_ページ抜粋_

···

格言のルーツは新約聖書「マタイによる福音書」の一節で、イエス・キリストが、弟子たちに言った言葉、
「よく言い聞かせておくが、もし、からし種一粒ほどの信仰があるなら、この山にむかって『ここからあそこに移れ』と言えば、移るであろう。このように、あなたがたにできない事は、何もないであろう」
のようです。

だからといって、「新釈ことわざ辞典」の項目【信仰は山をも動かす】説明文は、キリスト教のことを言っているわけではありません。
キリスト教徒の皆さん、石を投げないでくださいね。

中学生の頃、私の愛読書には、アガサ・クリスティー、北杜夫、エドガー・ライス・バローズ、太宰治、などの作家著書と共に、
《新約聖書》
が含まれていました。

遠足のバスの中で隣の女子生徒に、
「Pochi君、なに読んでるの?」
と覗き込まれ、驚かれた(あきれられた? 引かれた?)ものです。
ちなみに、家には仏壇があり、宗派は「浄土真宗」でした。
仏教からキリスト教に乗り換えようと画策していたわけでもなんでもなく、ただ、
《物語としての聖書》
を楽しんでいたのです。
いわば、
《ジーザスの大冒険》
のように読み進めていたわけです。
初詣で神社に行ったり、神前結婚をしたり、いわゆる「葬式仏教」や仏式法事に参加する時を例外として、これまでの人生で宗教とは、ほぼ無縁でした。

《再勉生活》で家族と米国で暮らし始めると、コミュニティーの米国人家族から、子供ぐるみで《Thanksgiving》や《Easter》のパーティーに誘われ、次の段階として教会に誘われます。もちろん、《布教》の一環です。

···

_課題 a_
上のページ抜粋を、最初から最後まで一字一句違えずに書き写してください。

···

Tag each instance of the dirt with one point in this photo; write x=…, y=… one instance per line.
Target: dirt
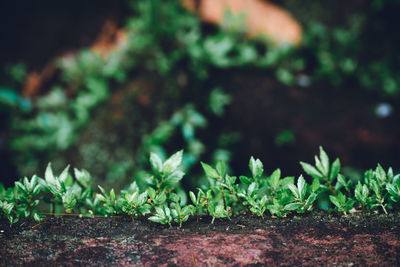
x=320, y=239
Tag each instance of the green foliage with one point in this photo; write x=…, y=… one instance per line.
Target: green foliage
x=225, y=195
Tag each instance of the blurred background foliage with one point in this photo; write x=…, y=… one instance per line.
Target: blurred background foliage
x=174, y=82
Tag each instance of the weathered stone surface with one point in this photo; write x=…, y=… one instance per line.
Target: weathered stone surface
x=261, y=17
x=308, y=241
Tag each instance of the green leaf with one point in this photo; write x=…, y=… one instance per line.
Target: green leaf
x=221, y=167
x=152, y=192
x=315, y=185
x=380, y=173
x=245, y=180
x=301, y=186
x=294, y=190
x=324, y=160
x=48, y=175
x=112, y=194
x=193, y=197
x=64, y=174
x=156, y=219
x=156, y=162
x=175, y=177
x=335, y=169
x=310, y=170
x=172, y=163
x=251, y=188
x=210, y=171
x=335, y=201
x=256, y=167
x=293, y=206
x=274, y=178
x=311, y=199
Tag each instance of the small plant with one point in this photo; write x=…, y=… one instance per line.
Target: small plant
x=304, y=196
x=134, y=204
x=166, y=174
x=166, y=203
x=341, y=202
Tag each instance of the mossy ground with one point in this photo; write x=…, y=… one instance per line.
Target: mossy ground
x=320, y=239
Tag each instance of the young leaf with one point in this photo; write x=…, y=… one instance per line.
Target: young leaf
x=301, y=186
x=156, y=162
x=210, y=171
x=311, y=170
x=324, y=160
x=256, y=167
x=172, y=163
x=293, y=206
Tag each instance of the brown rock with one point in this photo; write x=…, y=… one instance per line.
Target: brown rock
x=261, y=17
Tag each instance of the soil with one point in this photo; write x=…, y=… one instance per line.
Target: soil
x=320, y=239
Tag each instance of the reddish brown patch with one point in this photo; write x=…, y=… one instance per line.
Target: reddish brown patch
x=275, y=242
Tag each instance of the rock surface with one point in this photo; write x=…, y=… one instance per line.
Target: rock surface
x=260, y=17
x=307, y=241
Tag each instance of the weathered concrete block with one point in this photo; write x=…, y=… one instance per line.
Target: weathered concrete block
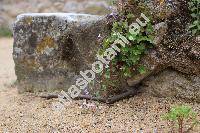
x=51, y=49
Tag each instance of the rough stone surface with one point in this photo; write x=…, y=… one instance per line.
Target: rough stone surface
x=174, y=48
x=170, y=83
x=51, y=49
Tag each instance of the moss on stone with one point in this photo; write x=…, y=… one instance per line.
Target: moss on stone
x=46, y=42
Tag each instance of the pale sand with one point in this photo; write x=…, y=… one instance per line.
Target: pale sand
x=29, y=114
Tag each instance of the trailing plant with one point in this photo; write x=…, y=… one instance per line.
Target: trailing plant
x=180, y=114
x=195, y=13
x=126, y=63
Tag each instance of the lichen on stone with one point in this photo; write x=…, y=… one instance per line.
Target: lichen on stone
x=46, y=43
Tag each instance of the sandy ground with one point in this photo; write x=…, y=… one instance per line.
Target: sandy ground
x=29, y=114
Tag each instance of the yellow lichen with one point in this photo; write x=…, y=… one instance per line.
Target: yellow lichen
x=46, y=42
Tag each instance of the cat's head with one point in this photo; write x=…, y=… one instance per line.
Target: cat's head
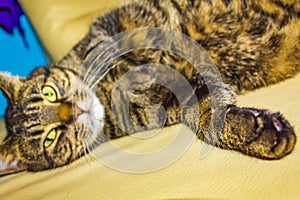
x=50, y=119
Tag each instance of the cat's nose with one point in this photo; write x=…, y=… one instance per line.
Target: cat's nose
x=76, y=111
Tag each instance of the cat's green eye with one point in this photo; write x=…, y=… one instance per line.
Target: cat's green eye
x=49, y=93
x=50, y=138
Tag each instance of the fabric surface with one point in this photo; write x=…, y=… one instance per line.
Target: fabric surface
x=219, y=175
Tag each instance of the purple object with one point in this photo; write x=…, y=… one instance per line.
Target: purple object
x=10, y=12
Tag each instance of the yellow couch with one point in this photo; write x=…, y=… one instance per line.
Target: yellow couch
x=220, y=175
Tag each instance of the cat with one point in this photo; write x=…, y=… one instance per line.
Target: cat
x=60, y=112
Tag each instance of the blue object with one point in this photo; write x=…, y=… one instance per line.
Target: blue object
x=17, y=57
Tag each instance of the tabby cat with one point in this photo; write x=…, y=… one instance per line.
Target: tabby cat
x=55, y=115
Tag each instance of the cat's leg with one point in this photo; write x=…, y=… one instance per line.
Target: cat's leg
x=254, y=132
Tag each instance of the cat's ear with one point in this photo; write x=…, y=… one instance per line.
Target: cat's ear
x=10, y=85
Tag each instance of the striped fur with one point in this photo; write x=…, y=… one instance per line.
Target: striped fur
x=253, y=43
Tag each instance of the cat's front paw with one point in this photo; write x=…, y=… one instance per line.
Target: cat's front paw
x=259, y=133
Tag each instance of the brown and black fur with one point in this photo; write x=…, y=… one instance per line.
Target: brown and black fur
x=253, y=43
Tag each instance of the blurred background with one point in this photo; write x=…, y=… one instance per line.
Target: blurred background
x=20, y=51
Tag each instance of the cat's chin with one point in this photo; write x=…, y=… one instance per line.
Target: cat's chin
x=93, y=117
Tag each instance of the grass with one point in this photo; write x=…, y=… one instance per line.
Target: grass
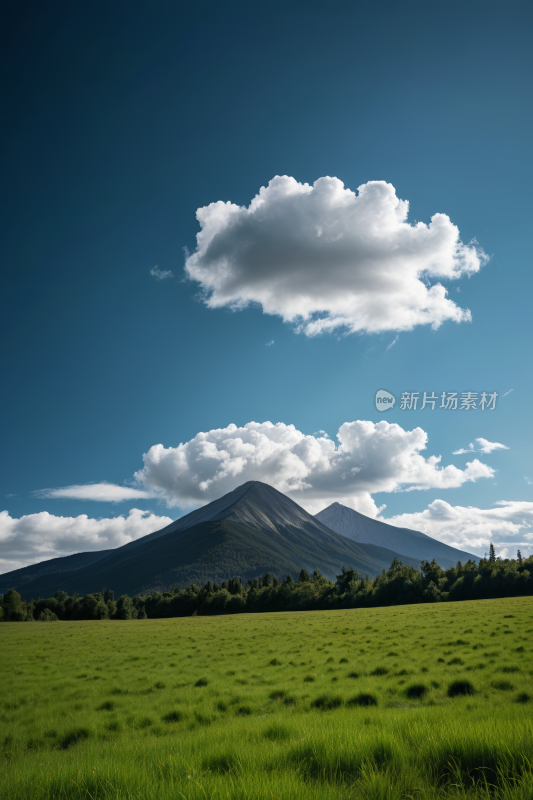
x=291, y=705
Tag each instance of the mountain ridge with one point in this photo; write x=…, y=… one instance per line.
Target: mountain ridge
x=415, y=544
x=254, y=518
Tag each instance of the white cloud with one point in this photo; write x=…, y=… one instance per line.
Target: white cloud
x=370, y=457
x=325, y=257
x=392, y=343
x=161, y=274
x=102, y=492
x=508, y=524
x=483, y=446
x=37, y=537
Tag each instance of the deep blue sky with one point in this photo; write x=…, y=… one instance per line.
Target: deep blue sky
x=121, y=119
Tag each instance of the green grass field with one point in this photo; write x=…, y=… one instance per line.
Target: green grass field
x=325, y=704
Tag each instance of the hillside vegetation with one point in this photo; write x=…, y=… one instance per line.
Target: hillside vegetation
x=400, y=584
x=407, y=702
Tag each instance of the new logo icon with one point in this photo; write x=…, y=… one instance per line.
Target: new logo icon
x=384, y=400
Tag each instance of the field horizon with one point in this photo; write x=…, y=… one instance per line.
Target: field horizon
x=398, y=702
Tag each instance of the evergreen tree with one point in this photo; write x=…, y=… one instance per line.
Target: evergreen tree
x=14, y=608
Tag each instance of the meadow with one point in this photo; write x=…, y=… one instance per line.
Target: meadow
x=417, y=701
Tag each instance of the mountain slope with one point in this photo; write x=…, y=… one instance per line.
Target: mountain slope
x=358, y=528
x=253, y=530
x=18, y=577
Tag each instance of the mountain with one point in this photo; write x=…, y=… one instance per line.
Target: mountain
x=54, y=566
x=365, y=530
x=250, y=531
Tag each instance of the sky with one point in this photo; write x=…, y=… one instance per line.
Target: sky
x=226, y=227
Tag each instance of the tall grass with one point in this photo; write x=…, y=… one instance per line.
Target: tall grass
x=195, y=708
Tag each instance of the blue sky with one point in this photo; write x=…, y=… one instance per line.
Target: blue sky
x=122, y=122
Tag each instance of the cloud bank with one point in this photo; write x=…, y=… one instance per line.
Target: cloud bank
x=102, y=492
x=509, y=525
x=37, y=537
x=311, y=469
x=325, y=257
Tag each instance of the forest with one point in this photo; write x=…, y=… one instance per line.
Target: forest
x=491, y=577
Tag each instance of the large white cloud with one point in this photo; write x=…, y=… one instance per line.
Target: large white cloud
x=326, y=257
x=37, y=537
x=102, y=492
x=370, y=457
x=509, y=524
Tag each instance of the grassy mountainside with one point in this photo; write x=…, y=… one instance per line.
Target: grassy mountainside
x=216, y=551
x=411, y=702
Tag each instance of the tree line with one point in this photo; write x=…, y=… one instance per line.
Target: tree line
x=401, y=584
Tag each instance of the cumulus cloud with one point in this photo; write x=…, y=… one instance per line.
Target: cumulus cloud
x=483, y=446
x=161, y=274
x=313, y=470
x=509, y=524
x=37, y=537
x=325, y=257
x=102, y=492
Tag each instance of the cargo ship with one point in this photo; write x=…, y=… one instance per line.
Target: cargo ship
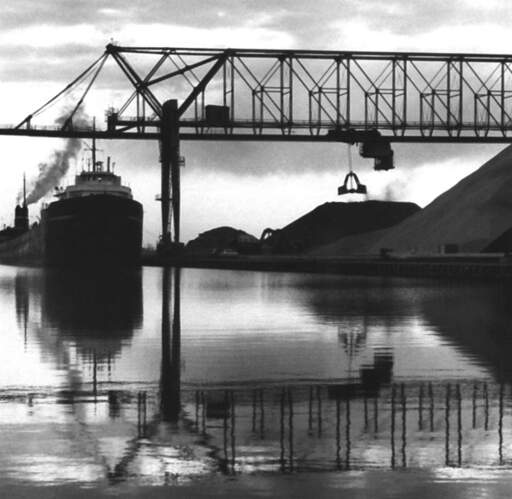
x=94, y=221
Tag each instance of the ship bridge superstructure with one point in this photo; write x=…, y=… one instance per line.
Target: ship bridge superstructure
x=98, y=181
x=364, y=97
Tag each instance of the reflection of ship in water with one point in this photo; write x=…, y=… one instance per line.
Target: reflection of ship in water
x=167, y=433
x=94, y=312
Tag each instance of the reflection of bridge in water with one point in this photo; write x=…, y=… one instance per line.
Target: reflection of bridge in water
x=165, y=432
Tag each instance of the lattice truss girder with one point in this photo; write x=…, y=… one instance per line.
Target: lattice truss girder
x=304, y=92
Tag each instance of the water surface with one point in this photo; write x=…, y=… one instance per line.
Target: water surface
x=252, y=382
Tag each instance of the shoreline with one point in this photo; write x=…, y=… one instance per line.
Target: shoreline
x=492, y=266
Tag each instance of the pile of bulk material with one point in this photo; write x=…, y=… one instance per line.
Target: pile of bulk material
x=331, y=221
x=473, y=216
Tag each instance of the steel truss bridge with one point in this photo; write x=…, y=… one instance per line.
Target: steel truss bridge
x=370, y=98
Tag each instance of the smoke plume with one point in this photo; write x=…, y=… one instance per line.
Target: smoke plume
x=54, y=169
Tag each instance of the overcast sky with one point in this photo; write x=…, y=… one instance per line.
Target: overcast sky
x=45, y=43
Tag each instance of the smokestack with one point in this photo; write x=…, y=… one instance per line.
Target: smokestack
x=52, y=171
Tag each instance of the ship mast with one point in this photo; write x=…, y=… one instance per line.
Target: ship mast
x=24, y=191
x=94, y=145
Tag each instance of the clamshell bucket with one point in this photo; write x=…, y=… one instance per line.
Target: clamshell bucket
x=351, y=185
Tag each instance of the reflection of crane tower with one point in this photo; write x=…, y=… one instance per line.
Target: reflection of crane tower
x=352, y=340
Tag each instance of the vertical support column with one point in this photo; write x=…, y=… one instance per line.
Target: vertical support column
x=170, y=172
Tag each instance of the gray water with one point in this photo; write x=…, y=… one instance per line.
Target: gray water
x=203, y=381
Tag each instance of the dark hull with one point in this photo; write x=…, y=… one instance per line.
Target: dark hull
x=91, y=230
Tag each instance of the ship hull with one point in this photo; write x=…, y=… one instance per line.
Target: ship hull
x=91, y=230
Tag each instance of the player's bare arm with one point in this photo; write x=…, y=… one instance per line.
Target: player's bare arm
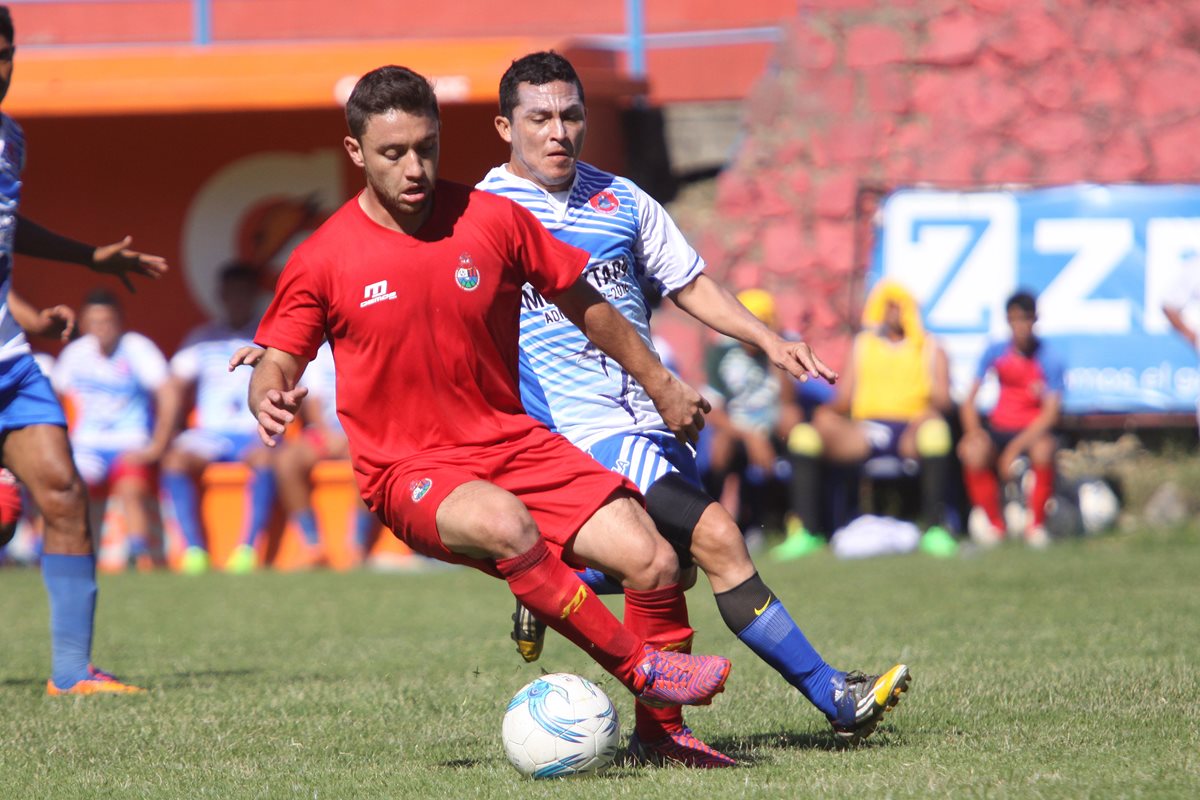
x=55, y=323
x=714, y=306
x=275, y=396
x=681, y=405
x=247, y=356
x=115, y=259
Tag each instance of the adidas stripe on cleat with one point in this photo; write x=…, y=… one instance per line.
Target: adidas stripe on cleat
x=681, y=747
x=862, y=701
x=528, y=633
x=665, y=679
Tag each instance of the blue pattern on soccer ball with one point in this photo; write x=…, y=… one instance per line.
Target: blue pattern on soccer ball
x=537, y=695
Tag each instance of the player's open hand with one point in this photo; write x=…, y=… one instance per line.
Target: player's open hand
x=801, y=361
x=57, y=322
x=247, y=355
x=682, y=408
x=118, y=259
x=276, y=411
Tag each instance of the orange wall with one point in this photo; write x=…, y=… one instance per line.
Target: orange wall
x=202, y=188
x=718, y=72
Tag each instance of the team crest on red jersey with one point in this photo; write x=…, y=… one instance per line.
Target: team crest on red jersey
x=467, y=275
x=418, y=489
x=605, y=202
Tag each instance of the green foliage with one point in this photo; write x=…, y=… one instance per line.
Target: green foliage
x=1060, y=674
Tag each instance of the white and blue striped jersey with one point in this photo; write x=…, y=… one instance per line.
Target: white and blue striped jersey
x=220, y=394
x=635, y=248
x=113, y=395
x=321, y=378
x=12, y=162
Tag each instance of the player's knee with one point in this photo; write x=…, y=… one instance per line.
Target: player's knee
x=934, y=438
x=805, y=440
x=508, y=530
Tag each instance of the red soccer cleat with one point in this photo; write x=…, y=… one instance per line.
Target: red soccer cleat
x=666, y=678
x=681, y=747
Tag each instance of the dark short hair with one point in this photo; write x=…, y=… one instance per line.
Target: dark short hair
x=101, y=296
x=537, y=68
x=238, y=271
x=1024, y=301
x=387, y=89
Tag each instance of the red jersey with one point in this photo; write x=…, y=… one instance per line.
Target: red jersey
x=424, y=328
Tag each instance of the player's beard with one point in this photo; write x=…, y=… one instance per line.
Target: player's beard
x=396, y=205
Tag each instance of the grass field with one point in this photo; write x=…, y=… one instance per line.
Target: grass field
x=1061, y=674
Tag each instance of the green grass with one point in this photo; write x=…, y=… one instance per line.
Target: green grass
x=1061, y=674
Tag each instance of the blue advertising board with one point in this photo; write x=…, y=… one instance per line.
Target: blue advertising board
x=1101, y=259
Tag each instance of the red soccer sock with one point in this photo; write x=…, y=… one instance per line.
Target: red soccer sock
x=660, y=618
x=556, y=595
x=1043, y=487
x=983, y=488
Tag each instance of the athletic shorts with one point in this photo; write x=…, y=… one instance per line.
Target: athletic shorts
x=643, y=457
x=99, y=467
x=27, y=397
x=213, y=445
x=559, y=485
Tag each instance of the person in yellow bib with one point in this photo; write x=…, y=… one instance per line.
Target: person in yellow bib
x=891, y=404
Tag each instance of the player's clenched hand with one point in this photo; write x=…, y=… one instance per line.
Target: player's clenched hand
x=247, y=355
x=801, y=361
x=57, y=322
x=682, y=408
x=276, y=411
x=118, y=259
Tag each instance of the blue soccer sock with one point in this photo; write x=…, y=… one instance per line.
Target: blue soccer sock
x=365, y=524
x=307, y=522
x=599, y=582
x=760, y=620
x=262, y=503
x=71, y=584
x=181, y=491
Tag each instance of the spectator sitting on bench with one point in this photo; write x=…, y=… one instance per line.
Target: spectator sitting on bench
x=223, y=431
x=1021, y=423
x=887, y=414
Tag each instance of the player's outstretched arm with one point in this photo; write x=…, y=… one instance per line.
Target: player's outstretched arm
x=247, y=355
x=681, y=405
x=275, y=396
x=114, y=259
x=55, y=323
x=714, y=306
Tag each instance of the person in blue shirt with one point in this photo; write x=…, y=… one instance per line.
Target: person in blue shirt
x=33, y=428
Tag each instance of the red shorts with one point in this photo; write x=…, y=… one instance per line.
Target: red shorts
x=559, y=485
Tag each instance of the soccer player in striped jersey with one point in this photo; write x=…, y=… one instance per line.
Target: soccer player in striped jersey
x=33, y=428
x=636, y=248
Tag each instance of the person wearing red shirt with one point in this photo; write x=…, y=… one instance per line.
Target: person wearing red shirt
x=1021, y=423
x=417, y=284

···

_課題 b_
エントリーのうち、「Tag each instance of the ship hull」を含む行から「x=508, y=530」を含む行までを両端を含めて、依頼文もそのまま残して再掲すること。その際、解答の座標値はすべて2.55倍に拡大し、四捨五入で整数にそろえる(0.5は切り上げ)。出力はこの範囲の行だけとし、画像は含めないこと。

_想定解答 a_
格言のルーツは新約聖書「マタイによる福音書」の一節で、イエス・キリストが、弟子たちに言った言葉、
「よく言い聞かせておくが、もし、からし種一粒ほどの信仰があるなら、この山にむかって『ここからあそこに移れ』と言えば、移るであろう。このように、あなたがたにできない事は、何もないであろう」
のようです。

だからといって、「新釈ことわざ辞典」の項目【信仰は山をも動かす】説明文は、キリスト教のことを言っているわけではありません。
キリスト教徒の皆さん、石を投げないでくださいね。

中学生の頃、私の愛読書には、アガサ・クリスティー、北杜夫、エドガー・ライス・バローズ、太宰治、などの作家著書と共に、
《新約聖書》
が含まれていました。

遠足のバスの中で隣の女子生徒に、
「Pochi君、なに読んでるの?」
と覗き込まれ、驚かれた(あきれられた? 引かれた?)ものです。
ちなみに、家には仏壇があり、宗派は「浄土真宗」でした。
仏教からキリスト教に乗り換えようと画策していたわけでもなんでもなく、ただ、
《物語としての聖書》
を楽しんでいたのです。
いわば、
《ジーザスの大冒険》
のように読み進めていたわけです。
初詣で神社に行ったり、神前結婚をしたり、いわゆる「葬式仏教」や仏式法事に参加する時を例外として、これまでの人生で宗教とは、ほぼ無縁でした。

《再勉生活》で家族と米国で暮らし始めると、コミュニティーの米国人家族から、子供ぐるみで《Thanksgiving》や《Easter》のパーティーに誘われ、次の段階として教会に誘われます。もちろん、《布教》の一環です。

_想定解答 b_
Tag each instance of the ship hull with one point in this photo; write x=…, y=… one instance per line.
Target: ship hull
x=232, y=587
Tag each instance of the player's bare arm with one point in this photo; write x=…, y=… one instance per line.
Target: player's bare arm
x=140, y=824
x=1821, y=780
x=701, y=1010
x=1737, y=1033
x=630, y=908
x=293, y=660
Tag each instance of the adidas stripe on cleat with one point in this photo; write x=…, y=… one instance per line.
Target: adidas stripe on cleat
x=1737, y=1905
x=2198, y=1788
x=1346, y=1614
x=1696, y=1731
Tag each instance of the blue pattern on soccer ball with one point in this photo; write x=…, y=… one instance per line.
Target: blue pattern on soccer ball
x=1369, y=1772
Tag each instance of the player's open hand with one point in this photo; write x=…, y=… one instance per line.
Target: player's open hand
x=2043, y=921
x=145, y=821
x=630, y=905
x=1739, y=1040
x=301, y=660
x=704, y=1048
Tag each instance of the orange wall with one point in this photo; write x=…, y=… one instance per line.
Target: orange wall
x=515, y=479
x=1831, y=184
Tag each instance of the team crest on red jersey with one point in this photo; write x=…, y=… one instance per line.
Target: team crest on red jersey
x=1191, y=701
x=1066, y=1247
x=1543, y=515
Tag each instance of the green foliage with one point in this photo; write x=…, y=… one instance per line.
Target: green foliage
x=2703, y=1719
Tag each instance of the white and blue striped jersey with one point in this photo; write x=…, y=… one instance per line.
Target: white and blue striped jersey
x=561, y=1005
x=1619, y=632
x=288, y=1007
x=819, y=964
x=31, y=413
Tag each instance of the player's knee with one point in this photo; write x=…, y=… one instance per line.
Target: player's knee
x=2382, y=1117
x=2053, y=1122
x=1295, y=1352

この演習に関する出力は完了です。